Mom Claims Amber Alert Pushed Her To Kill Kids

"If people want to call me a monster that's fine," Amber Pasztor said in a jailhouse interview.

An Amber Alert spelled death for two small children in Indiana, according to the woman who stands accused of taking their lives.

“We were going to drive far away, but when I heard [on the radio] there was an Amber Alert … and that I’m very dangerous … that’s when I killed my kids,” said Amber Susan Pasztor. “I knew the police was going to get us, and with me behind bars and my kids out here with all my problems; no. Sorry. No. I’m not that selfish. I’m not a coward.”

Pasztor, 29, of Fort Wayne, made the admission via a jailhouse video chat with Fort Wayne’s WANE‑TV. The news station released portions of the video earlier this week. Pasztor faces two charges of murder in the deaths of her children, 6-year-old Rene Pasztor and 7-year-old Liliana Hernandez.

Throughout the 40-minute interview, which was released in its entirety Tuesday evening, Pasztor became misty-eyed at times, but kept her composure. While she did not offer a specific reason for why she allegedly killed her children, she did say she believed her family was in danger.

“I heard that all five were going to get their heads cut off,” she said.

Amber Pasztor has been charged in the killing of her two children.
Amber Pasztor has been charged in the killing of her two children.
POLICE FILE PHOTO

Pasztor refused to elaborate and threatened to end the interview whenever WANE‑TV’s Brett Thomas pressed her for answers.

“You’re trying to get answers out of me that you’re not going to get,” she said.

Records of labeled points

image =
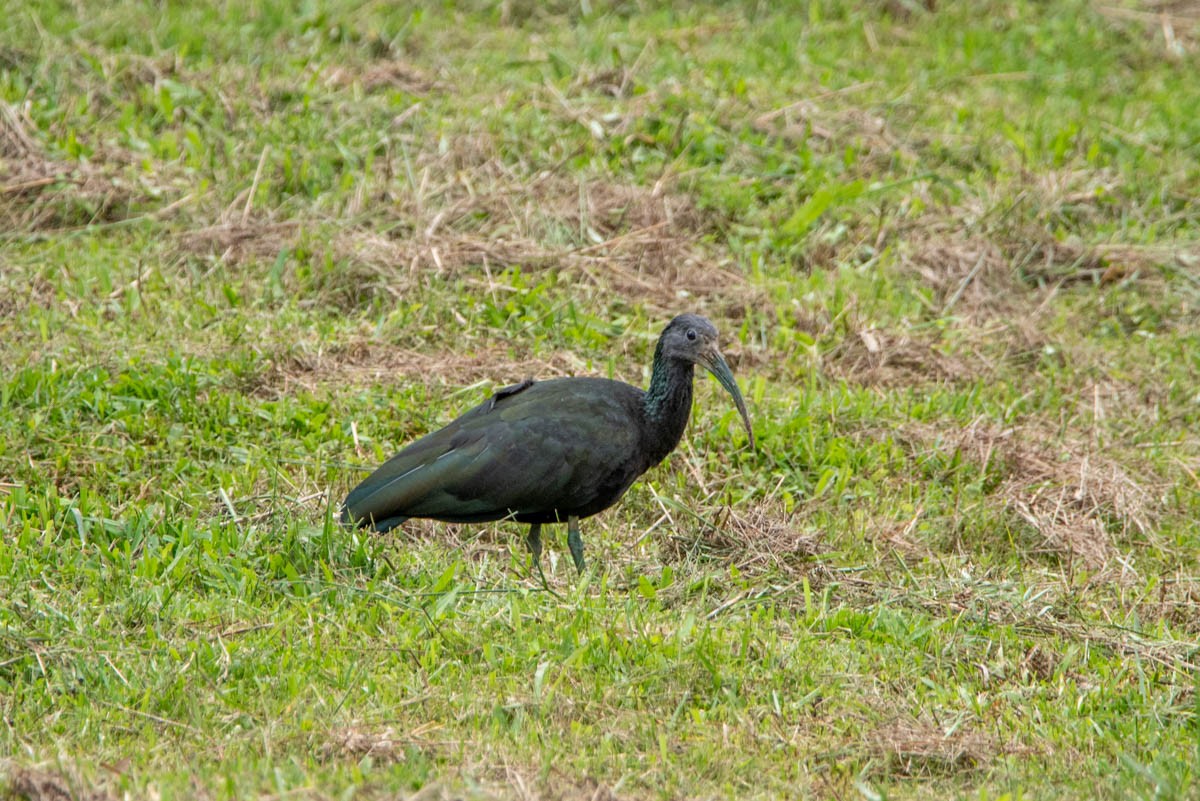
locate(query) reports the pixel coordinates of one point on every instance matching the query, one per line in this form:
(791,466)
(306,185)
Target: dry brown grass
(759,538)
(385,73)
(365,362)
(1075,498)
(41,784)
(879,357)
(636,241)
(919,747)
(39,192)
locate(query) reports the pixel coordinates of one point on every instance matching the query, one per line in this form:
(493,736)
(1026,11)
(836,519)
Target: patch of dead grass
(39,192)
(637,241)
(918,747)
(1074,497)
(759,538)
(880,357)
(40,784)
(384,74)
(364,362)
(240,241)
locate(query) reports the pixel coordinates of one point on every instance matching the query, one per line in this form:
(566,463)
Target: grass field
(250,250)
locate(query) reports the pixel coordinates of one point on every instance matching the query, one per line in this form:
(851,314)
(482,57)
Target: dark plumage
(547,451)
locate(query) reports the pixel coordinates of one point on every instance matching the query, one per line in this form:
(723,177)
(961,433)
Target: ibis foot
(575,542)
(534,541)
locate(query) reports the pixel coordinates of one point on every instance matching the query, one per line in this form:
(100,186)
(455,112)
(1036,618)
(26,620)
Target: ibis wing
(551,446)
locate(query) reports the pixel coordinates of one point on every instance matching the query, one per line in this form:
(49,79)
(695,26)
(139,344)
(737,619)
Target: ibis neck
(667,403)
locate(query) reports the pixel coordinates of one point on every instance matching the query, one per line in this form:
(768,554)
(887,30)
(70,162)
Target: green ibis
(547,451)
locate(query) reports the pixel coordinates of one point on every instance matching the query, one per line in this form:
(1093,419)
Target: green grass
(247,252)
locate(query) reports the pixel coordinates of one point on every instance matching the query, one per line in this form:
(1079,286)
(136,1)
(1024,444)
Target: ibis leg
(534,541)
(575,542)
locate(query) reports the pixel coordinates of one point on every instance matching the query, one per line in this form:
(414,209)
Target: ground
(250,250)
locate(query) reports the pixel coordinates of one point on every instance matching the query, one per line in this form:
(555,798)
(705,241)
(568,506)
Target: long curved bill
(714,362)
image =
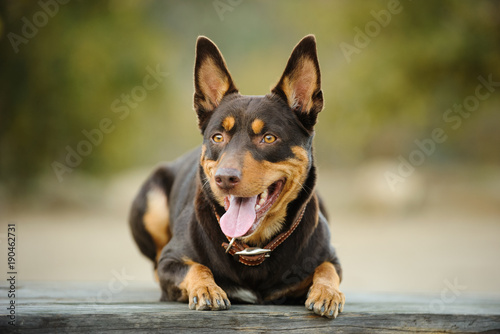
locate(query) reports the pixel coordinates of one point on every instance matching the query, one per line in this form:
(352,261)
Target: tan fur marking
(156,219)
(228,123)
(257,126)
(325,295)
(199,282)
(257,176)
(213,83)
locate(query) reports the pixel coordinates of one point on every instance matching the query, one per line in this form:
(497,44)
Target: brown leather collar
(255,260)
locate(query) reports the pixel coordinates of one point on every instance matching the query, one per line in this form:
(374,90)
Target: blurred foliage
(65,78)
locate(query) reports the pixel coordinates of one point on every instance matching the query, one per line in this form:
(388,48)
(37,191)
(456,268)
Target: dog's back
(238,218)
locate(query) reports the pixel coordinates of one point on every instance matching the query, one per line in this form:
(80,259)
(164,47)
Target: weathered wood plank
(84,308)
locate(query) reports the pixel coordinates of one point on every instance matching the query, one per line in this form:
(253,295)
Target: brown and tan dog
(238,218)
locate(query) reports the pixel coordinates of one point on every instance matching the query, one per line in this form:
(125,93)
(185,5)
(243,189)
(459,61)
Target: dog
(238,219)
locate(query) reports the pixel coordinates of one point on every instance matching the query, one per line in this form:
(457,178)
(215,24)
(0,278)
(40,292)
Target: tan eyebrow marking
(228,123)
(257,126)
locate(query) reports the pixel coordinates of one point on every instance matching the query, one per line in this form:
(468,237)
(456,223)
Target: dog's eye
(218,138)
(269,139)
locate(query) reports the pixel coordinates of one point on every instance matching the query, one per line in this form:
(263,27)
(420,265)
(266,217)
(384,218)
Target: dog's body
(252,181)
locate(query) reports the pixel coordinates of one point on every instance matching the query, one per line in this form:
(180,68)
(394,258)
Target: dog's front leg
(201,290)
(324,296)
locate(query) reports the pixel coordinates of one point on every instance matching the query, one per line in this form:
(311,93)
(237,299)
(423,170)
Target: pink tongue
(240,216)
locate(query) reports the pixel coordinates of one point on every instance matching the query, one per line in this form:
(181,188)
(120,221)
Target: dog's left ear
(300,84)
(212,80)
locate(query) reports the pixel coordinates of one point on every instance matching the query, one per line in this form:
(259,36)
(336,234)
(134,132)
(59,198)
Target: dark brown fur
(251,144)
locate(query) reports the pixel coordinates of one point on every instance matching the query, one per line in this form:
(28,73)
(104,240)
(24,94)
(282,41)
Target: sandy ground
(439,233)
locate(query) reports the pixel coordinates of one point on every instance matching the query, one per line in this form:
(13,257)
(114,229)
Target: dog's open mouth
(244,214)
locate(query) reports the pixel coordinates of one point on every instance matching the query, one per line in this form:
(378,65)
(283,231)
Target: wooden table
(133,306)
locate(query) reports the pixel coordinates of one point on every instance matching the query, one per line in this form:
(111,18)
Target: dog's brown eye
(218,138)
(269,139)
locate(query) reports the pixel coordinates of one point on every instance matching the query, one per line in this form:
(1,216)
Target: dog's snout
(227,178)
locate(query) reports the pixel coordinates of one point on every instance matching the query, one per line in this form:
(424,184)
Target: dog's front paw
(208,297)
(325,300)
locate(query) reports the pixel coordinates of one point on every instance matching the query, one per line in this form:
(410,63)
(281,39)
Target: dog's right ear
(212,80)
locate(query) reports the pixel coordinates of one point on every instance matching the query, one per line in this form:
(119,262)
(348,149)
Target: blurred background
(93,94)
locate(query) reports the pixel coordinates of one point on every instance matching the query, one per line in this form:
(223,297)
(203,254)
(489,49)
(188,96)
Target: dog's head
(257,150)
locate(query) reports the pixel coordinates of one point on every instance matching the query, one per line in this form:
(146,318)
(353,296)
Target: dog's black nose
(227,178)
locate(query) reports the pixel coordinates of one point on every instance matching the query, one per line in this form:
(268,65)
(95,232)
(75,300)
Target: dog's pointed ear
(300,84)
(212,80)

▸ **TASKS**
1) In the news article about Amber Pasztor, which news station held the jailhouse video chat with her?
2) Echo the news article about Amber Pasztor from "Pasztor, 29, of" up to and including "7-year-old Liliana Hernandez.".

▸ **OUTPUTS BY TASK**
1) Fort Wayne’s WANE‑TV held the jailhouse video chat with her.

2)
Pasztor, 29, of Fort Wayne, made the admission via a jailhouse video chat with Fort Wayne’s WANE‑TV. The news station released portions of the video earlier this week. Pasztor faces two charges of murder in the deaths of her children, 6-year-old Rene Pasztor and 7-year-old Liliana Hernandez.